Esercizio 1:
Secondo il testo sull'acquisizione di Tiffany & Co., quale prezzo per azione ha infine accettato il marchio americano?

Testo fornito:
────
L’azienda di gioielli più iconica al mondo, uno degli emblemi della città di New York, dove fu fondata nel 1837, diventa francese. Ad acquistarla è stato infatti il gruppo francese Lvmh Moët Hennessy Louis Vuitton SE (di solito abbreviato in LVMH), la multinazionale leader nel settore del lusso, con sede a Parigi.
L’acquisizione, da 16 miliardi di dollari, era stata annunciata lo scorso 25 novembre 2019 e dopo una battaglia legale fatta di tanti tira e molla, sembra che le due abbiano finalmente trovato un accordo, conclusosi con un piccolo sconto sul prezzo d’acquisto.
Il brand americano ha rivisto la sua posizione circa la trattazione e ha deciso di accettare la proposta di 131,5 dollari per azione, contro i 135 dollari previsti nel precedente accordo, per una valutazione finale di 15,8 miliardi di dollari (circa 400 milioni in meno rispetto agli originari 16,2). I consigli di amministrazione di entrambe le aziende hanno approvato i termini della fusione, la quale dovrebbe concludersi ufficialmente a inizio 2021, dopo che sarà stata approvata anche dagli azionisti di Tiffany & Co.
────
Dati archiviati:
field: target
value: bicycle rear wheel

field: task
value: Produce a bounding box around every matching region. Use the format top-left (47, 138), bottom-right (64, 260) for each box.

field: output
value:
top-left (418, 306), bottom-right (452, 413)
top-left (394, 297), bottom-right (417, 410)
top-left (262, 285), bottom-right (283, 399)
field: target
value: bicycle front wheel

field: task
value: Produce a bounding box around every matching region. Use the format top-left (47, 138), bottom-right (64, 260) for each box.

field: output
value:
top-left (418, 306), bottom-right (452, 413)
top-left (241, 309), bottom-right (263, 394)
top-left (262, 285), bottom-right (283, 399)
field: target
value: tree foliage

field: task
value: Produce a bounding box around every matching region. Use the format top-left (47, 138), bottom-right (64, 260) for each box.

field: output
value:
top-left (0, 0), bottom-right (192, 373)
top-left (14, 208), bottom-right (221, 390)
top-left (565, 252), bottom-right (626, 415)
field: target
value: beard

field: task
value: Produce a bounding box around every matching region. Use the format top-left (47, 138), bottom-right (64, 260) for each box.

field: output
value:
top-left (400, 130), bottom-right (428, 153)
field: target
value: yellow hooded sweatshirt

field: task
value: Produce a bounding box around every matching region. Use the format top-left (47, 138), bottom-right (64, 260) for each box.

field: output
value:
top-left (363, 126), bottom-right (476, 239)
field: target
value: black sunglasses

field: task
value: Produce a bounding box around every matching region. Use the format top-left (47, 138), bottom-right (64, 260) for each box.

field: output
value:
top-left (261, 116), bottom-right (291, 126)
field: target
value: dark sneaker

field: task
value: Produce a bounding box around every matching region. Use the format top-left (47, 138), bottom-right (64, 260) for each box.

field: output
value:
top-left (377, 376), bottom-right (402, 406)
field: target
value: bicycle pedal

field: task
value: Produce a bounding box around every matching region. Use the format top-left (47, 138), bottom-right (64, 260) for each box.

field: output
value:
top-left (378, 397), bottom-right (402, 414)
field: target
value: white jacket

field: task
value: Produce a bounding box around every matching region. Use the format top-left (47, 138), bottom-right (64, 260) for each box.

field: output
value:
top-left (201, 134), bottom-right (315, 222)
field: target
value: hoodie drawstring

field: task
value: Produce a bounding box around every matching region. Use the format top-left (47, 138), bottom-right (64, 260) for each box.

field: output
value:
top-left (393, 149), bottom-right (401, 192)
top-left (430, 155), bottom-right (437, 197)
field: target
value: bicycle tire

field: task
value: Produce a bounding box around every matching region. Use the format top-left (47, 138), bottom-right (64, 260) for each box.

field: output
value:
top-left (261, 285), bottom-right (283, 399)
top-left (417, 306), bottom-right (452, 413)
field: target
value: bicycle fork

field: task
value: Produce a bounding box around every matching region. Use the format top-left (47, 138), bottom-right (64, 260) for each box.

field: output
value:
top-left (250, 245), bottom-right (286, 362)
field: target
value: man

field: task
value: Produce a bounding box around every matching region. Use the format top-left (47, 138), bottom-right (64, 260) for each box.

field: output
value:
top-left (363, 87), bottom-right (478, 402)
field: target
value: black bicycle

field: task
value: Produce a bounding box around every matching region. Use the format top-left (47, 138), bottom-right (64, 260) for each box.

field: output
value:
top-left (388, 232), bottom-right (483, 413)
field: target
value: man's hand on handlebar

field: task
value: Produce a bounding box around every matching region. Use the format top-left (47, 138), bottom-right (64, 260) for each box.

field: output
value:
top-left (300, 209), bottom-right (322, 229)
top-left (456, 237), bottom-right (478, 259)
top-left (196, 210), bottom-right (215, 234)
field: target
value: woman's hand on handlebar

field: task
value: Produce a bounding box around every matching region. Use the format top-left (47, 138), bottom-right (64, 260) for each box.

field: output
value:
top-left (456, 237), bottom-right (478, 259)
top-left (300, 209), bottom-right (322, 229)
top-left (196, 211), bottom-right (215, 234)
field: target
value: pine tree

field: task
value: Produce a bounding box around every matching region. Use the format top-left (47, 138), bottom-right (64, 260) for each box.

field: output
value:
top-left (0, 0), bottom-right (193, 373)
────
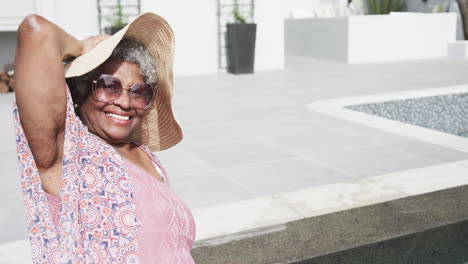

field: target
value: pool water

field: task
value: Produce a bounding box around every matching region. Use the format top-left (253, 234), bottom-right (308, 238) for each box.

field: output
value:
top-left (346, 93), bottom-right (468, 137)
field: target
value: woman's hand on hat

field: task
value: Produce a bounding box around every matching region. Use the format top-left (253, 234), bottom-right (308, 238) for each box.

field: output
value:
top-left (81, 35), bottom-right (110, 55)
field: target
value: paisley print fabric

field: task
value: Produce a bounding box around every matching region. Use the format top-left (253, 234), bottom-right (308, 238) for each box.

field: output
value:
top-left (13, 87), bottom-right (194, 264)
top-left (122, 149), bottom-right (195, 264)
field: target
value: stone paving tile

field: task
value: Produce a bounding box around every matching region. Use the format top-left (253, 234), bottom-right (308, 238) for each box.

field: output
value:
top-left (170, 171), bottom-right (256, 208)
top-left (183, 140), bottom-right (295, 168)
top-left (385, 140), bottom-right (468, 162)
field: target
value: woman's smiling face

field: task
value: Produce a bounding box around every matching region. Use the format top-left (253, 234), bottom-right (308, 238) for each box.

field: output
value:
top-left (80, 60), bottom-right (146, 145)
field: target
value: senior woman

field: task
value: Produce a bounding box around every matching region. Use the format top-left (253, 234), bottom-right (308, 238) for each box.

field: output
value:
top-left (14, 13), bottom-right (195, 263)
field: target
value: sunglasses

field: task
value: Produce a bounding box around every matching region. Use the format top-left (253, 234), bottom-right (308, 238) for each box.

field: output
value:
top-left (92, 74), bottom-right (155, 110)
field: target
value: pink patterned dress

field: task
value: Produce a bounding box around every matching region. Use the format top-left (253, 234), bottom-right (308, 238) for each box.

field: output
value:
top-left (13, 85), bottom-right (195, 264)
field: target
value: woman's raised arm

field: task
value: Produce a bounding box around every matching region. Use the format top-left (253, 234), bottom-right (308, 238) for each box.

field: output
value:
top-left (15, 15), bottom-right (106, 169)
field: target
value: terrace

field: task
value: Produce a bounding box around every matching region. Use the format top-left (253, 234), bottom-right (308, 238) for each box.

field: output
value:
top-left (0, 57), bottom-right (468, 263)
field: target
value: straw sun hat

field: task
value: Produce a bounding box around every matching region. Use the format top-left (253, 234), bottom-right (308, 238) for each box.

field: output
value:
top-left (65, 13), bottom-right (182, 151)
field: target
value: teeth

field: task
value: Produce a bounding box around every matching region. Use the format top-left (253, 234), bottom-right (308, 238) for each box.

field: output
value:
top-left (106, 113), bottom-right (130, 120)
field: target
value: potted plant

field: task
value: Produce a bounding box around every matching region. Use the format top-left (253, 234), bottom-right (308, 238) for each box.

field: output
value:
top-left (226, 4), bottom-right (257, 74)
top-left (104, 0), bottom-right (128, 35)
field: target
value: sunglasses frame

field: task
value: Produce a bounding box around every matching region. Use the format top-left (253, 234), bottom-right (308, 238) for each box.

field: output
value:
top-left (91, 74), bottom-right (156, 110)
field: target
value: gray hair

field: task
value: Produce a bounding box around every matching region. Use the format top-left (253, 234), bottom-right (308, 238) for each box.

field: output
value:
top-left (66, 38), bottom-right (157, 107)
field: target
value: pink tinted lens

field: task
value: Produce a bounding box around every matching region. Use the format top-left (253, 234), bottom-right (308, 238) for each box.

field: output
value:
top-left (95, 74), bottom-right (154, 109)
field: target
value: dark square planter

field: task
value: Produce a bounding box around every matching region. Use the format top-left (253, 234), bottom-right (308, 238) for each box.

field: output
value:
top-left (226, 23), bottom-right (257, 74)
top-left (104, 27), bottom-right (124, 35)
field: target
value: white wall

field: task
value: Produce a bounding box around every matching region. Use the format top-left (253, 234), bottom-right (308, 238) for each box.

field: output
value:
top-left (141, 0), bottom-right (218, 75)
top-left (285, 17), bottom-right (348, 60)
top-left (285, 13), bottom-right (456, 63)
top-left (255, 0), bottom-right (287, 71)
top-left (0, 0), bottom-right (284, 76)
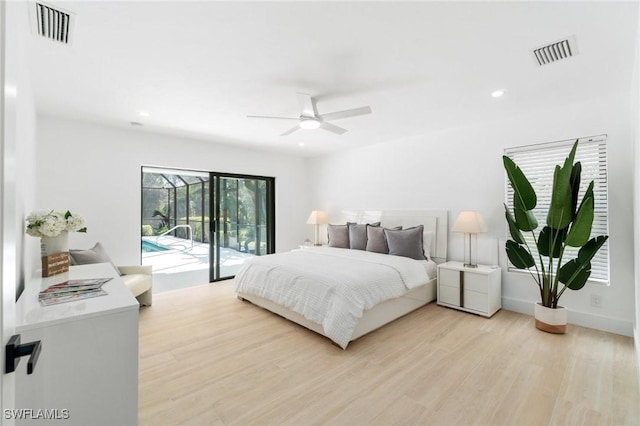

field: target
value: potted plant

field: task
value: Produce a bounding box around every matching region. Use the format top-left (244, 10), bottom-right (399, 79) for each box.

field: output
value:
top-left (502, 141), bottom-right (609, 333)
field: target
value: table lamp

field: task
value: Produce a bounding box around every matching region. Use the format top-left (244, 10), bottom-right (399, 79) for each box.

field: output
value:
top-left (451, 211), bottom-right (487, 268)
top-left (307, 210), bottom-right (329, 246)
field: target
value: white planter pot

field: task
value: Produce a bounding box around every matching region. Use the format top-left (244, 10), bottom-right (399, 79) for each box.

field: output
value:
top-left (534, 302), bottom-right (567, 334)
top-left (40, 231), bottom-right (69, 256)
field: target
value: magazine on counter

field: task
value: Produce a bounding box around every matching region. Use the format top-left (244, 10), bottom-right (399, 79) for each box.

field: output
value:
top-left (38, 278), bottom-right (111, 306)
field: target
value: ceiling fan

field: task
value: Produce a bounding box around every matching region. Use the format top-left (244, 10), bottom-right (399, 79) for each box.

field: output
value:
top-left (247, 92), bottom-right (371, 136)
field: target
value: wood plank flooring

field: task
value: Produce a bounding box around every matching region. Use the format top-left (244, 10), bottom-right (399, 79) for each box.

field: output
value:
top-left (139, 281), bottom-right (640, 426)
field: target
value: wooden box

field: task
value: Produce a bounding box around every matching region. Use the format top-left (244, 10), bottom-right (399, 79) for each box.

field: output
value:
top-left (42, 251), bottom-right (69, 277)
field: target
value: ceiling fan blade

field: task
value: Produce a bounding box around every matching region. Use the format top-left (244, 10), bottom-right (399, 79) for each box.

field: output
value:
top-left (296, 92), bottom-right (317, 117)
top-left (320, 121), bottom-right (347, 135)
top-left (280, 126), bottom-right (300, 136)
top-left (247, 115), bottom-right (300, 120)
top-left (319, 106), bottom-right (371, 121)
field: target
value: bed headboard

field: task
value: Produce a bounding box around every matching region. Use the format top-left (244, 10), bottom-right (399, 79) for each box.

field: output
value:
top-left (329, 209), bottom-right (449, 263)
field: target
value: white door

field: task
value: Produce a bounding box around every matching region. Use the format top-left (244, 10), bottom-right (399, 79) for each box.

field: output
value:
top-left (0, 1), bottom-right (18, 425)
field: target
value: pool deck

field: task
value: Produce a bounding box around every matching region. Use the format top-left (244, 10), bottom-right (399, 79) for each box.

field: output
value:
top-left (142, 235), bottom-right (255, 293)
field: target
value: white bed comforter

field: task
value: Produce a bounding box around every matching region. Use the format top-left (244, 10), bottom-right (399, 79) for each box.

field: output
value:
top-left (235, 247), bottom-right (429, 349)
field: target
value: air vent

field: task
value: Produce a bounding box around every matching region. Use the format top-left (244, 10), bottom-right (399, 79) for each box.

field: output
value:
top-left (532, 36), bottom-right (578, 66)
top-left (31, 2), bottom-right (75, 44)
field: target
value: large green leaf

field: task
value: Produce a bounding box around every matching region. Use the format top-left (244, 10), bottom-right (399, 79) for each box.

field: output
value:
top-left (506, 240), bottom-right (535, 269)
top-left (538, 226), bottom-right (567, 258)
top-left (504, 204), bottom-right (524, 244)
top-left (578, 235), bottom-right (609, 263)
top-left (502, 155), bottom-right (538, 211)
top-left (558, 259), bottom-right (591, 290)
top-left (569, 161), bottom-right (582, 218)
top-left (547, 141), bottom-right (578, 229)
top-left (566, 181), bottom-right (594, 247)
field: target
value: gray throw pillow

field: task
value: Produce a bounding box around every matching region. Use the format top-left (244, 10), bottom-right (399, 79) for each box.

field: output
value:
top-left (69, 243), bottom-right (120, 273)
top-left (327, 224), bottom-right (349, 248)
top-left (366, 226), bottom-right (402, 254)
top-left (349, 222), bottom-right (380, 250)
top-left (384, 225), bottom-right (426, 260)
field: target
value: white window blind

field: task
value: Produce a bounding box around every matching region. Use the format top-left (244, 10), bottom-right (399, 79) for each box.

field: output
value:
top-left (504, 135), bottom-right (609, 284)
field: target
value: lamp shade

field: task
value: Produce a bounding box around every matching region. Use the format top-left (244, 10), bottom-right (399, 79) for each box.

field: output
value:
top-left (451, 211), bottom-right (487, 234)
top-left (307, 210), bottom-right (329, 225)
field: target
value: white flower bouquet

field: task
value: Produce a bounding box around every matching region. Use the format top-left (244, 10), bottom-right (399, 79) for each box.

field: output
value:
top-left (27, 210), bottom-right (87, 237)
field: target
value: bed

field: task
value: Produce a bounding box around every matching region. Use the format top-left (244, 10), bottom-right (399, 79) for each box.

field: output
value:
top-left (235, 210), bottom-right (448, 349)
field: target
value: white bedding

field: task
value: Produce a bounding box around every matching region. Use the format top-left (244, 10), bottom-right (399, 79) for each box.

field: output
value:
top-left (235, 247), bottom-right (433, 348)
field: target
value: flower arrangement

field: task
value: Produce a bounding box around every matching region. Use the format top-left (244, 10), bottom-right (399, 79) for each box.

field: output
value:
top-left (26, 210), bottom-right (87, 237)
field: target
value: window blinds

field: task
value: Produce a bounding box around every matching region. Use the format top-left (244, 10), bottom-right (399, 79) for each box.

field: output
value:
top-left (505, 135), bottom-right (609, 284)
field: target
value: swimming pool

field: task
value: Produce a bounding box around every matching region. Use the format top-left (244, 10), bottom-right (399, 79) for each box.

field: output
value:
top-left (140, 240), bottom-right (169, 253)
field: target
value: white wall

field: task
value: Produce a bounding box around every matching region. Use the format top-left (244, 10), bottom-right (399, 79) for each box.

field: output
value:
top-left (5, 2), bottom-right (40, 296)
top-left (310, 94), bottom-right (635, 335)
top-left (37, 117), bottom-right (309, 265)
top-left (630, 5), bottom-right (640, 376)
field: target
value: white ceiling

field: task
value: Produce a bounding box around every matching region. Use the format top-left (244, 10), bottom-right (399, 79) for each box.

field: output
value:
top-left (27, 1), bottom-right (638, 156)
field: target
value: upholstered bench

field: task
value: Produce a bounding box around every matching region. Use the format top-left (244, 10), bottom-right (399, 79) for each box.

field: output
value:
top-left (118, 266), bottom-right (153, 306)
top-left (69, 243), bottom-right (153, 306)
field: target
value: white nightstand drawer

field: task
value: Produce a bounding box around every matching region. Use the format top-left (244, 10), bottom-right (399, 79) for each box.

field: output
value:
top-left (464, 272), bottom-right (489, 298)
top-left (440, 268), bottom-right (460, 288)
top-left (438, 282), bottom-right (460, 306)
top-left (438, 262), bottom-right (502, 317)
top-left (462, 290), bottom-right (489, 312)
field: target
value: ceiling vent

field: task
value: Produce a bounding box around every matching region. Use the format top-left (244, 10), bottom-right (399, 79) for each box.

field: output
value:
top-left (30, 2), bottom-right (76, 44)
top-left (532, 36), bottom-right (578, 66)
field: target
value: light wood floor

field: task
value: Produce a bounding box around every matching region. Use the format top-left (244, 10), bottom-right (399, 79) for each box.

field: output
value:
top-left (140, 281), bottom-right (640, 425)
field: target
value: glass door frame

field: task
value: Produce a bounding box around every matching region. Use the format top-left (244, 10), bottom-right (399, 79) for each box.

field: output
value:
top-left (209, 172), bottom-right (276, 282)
────
Esercizio 2:
Mostra ogni riga dei record in cui compare la stringa "dark", tenendo conto di maiuscole e minuscole.

Risposta completa 1:
131,5 dollari per azione.

Risposta completa 2:
value: dark sneaker
value: dark square planter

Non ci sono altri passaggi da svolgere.